> EXTRACTED INFORMATION:
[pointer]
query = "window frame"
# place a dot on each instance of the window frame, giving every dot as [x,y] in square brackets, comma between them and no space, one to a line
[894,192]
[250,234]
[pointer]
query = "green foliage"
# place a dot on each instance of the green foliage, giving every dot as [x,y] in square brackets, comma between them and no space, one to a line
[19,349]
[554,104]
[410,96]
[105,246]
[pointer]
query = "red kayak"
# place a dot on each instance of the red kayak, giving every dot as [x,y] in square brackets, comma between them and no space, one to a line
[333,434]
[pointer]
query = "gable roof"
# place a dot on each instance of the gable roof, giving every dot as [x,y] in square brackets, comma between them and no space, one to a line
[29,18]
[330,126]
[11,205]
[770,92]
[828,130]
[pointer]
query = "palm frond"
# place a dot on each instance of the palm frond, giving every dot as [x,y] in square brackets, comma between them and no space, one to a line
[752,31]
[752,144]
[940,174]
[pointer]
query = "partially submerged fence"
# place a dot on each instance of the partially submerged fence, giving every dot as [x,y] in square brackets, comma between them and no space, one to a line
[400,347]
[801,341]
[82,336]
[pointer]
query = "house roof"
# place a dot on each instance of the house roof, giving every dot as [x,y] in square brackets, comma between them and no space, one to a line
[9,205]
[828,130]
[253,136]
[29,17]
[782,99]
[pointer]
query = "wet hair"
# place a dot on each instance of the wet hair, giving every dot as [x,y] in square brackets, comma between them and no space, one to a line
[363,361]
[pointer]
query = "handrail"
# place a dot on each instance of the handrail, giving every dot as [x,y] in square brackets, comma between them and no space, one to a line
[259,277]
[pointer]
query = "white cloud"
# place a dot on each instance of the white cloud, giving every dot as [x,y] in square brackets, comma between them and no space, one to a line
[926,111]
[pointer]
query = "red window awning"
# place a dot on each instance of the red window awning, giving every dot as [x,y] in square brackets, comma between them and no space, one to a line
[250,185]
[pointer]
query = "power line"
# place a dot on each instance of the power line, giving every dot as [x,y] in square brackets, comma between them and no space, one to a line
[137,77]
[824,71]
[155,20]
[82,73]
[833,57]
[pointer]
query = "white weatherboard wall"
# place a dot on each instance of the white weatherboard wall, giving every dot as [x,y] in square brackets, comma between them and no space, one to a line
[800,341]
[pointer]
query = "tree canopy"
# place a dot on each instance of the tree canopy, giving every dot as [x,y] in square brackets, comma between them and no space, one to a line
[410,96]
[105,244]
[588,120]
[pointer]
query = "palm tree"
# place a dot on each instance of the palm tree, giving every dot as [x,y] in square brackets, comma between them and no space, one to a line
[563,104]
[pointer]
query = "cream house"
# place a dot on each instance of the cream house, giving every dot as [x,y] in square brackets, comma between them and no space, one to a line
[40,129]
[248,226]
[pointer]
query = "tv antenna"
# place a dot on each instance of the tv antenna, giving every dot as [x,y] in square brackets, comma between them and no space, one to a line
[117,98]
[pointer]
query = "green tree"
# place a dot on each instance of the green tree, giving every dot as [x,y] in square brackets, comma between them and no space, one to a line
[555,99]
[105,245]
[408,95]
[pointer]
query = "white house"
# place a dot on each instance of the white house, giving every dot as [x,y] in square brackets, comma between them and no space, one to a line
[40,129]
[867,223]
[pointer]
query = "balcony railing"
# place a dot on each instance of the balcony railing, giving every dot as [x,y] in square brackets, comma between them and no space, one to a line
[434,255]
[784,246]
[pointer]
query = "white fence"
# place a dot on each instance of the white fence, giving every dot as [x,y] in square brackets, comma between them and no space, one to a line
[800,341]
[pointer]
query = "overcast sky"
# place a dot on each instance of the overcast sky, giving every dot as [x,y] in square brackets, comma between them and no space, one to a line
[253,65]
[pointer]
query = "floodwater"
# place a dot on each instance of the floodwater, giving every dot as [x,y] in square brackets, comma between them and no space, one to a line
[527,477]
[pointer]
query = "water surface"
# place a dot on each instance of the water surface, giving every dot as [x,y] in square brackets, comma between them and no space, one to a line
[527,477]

> WHAT TO WORK ON: Retype every entry above, word for word.

> COMPLETE RESPONSE:
[pointer]
query = "window frame"
# place a dot on each instance of the window frame, giving every dot as [x,y] in square brackets, comma between them and no space, one to a line
[894,192]
[250,234]
[pointer]
query = "green foliage"
# place a dot on each instance of the green foliage, giving every dot as [x,y] in square brackets, comma between them and no space, one to a line
[19,349]
[554,104]
[410,96]
[105,246]
[pointer]
query = "red kayak"
# place a dot on each instance of the red kayak, giving every dot as [x,y] in square brackets, comma between them and no space, one to a line
[333,434]
[pointer]
query = "gable roof"
# place a dot on each instance of the gable roof, giving every dot as [x,y] in square brackets, comma between them and no space, one to a line
[29,18]
[330,126]
[11,205]
[770,92]
[828,130]
[pointer]
query = "palm frond"
# place a dot on each instance of the palm frond, giving every dot as [x,y] in square brackets, comma between them and no space, one to a line
[752,31]
[752,144]
[940,174]
[pointer]
query = "partially submerged fence"
# place a dot on each instance of the partially submerged fence, giving every dot as [x,y] in square brackets, comma between them and no space, one to a line
[400,347]
[801,341]
[82,336]
[pointer]
query = "house roof"
# place a dot on each instance of the house roof, giving every dot as [x,y] in square brackets, comma between them and no space, one to a line
[9,205]
[828,130]
[253,136]
[29,17]
[782,99]
[pointer]
query = "wet hair"
# place a dot on each instance of the wet hair, giving every dot as [x,y] in square brackets, comma between them and no space, one to a line
[363,361]
[pointer]
query = "handrail"
# place a dot on each instance of the handrail, giving every dot as [x,y] in square brackets, comma between them and no space, one to a line
[259,277]
[pointer]
query = "white cloud"
# place a dot on each instance of the white cloud, giving every dot as [x,y] in square brackets, comma between them and no space, one to a line
[926,111]
[pointer]
query = "red window awning"
# place a dot on each instance of the red window awning, giving every dot as [x,y] in square brackets, comma between them and no space, one to a line
[250,185]
[pointer]
query = "power line"
# place a dot on each instance of the power line, giving every dot as [x,y] in square brackets, comma between them and no space, one to a line
[137,77]
[824,71]
[155,20]
[82,73]
[833,57]
[pointer]
query = "white weatherboard wall"
# place a dot on each instance of the white weatherboard wall, giving every dot as [x,y] in square brackets, comma between them and no space, one to a line
[800,341]
[pointer]
query = "tree canopy"
# place a dot on each instance of the tree canopy, giving every dot as [x,y] in square brackets, comma between them and no space, one to a line
[410,96]
[105,244]
[588,120]
[pointer]
query = "palm tree"
# place a dot on each instance of the palm tree, giving every dot as [x,y] in square brackets, comma between them and no space, one to a line
[563,104]
[pointer]
query = "cream house"
# place a dot on each instance of the cream house, giving every dot as [x,y] in square brackets, comma between them and no space, one to a line
[40,129]
[248,226]
[pointer]
query = "tv antenna"
# place a dot on each instance of the tv antenna, giving every dot as [x,y] in square brackets, comma between them and no space, one to a line
[117,98]
[pointer]
query = "green tree"
# place a dot on each instance of the green tree, giving every dot as [x,y] in square brackets, comma between them and no space, one to a line
[555,99]
[105,245]
[408,95]
[pointer]
query = "white house"
# place a dot on each instance of the white house, giving every dot as [x,y] in square brackets, comma between them and no space, one to a line
[40,129]
[867,223]
[pointer]
query = "balcony railing"
# place a dot on each instance of the balcony railing, giving every dot as [x,y] in square brackets, comma between them and no space, one to a line
[434,255]
[784,246]
[pointer]
query = "white fence"
# place a dot on each instance of the white fence, giving every dot as [x,y] in square brackets, comma between them and no space, one to a line
[800,341]
[pointer]
query = "overcast sky"
# place a dot on each instance of the overcast sky, giving every dot as [x,y] in square brackets, comma between them and no space, one to a line
[253,65]
[pointer]
query = "floodwater"
# place a dot on each instance of the floodwater, giving every dot as [x,y] in square brackets, comma between them and no space, one to a line
[527,477]
[pointer]
query = "water surface"
# place a dot on each instance of the water surface, giving every dot as [x,y] in square brackets, comma between them and no space, one to a line
[527,477]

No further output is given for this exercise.